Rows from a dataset
"""

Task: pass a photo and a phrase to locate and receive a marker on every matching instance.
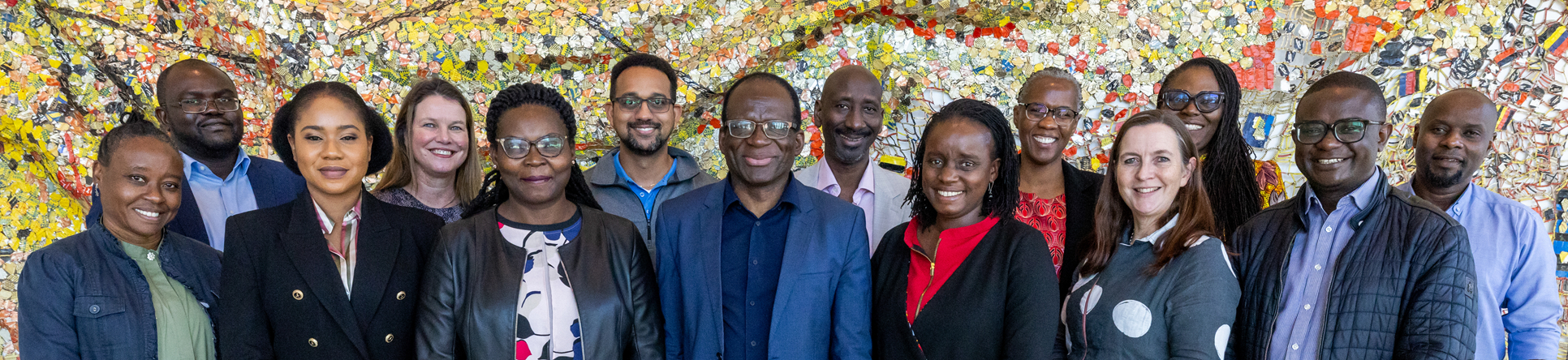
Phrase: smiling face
(1332, 166)
(760, 161)
(1200, 124)
(1454, 136)
(851, 114)
(958, 168)
(1043, 139)
(642, 131)
(439, 139)
(140, 191)
(533, 180)
(1152, 171)
(206, 134)
(331, 148)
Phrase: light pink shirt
(864, 195)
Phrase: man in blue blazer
(200, 107)
(760, 267)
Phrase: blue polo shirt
(752, 254)
(648, 196)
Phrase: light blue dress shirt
(220, 198)
(648, 196)
(1514, 268)
(1313, 259)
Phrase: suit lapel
(309, 254)
(799, 246)
(377, 257)
(187, 221)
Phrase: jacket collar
(1379, 196)
(604, 173)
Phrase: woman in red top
(963, 279)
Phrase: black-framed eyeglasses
(1346, 131)
(200, 105)
(1038, 112)
(772, 129)
(632, 104)
(518, 148)
(1178, 99)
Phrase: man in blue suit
(760, 267)
(200, 107)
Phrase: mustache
(851, 132)
(654, 124)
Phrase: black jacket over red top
(1001, 302)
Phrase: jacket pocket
(94, 307)
(104, 328)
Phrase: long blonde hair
(400, 173)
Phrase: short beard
(1440, 180)
(631, 146)
(200, 148)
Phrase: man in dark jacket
(1350, 267)
(635, 178)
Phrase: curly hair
(375, 126)
(1004, 191)
(1228, 171)
(493, 191)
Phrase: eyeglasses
(518, 148)
(1208, 101)
(632, 104)
(772, 129)
(1346, 131)
(1038, 112)
(200, 105)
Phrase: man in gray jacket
(635, 178)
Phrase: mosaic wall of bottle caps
(71, 66)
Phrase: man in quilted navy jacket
(1350, 267)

"""

Reproduce word for word the lines from the one containing "Phrase: man in dark jacket" through the last of the rows above.

# Output for this exercise
Phrase: man in dark jacket
(1350, 267)
(635, 178)
Phrase: curly hair
(375, 126)
(1004, 191)
(1228, 171)
(493, 191)
Phrase: eyeglasses
(518, 148)
(1208, 101)
(632, 104)
(772, 129)
(1346, 131)
(1038, 112)
(200, 105)
Phrase: man in gray jacket
(635, 178)
Phrase: mosaic wall of bottle caps
(71, 66)
Phrase: man in quilted navy jacket
(1350, 267)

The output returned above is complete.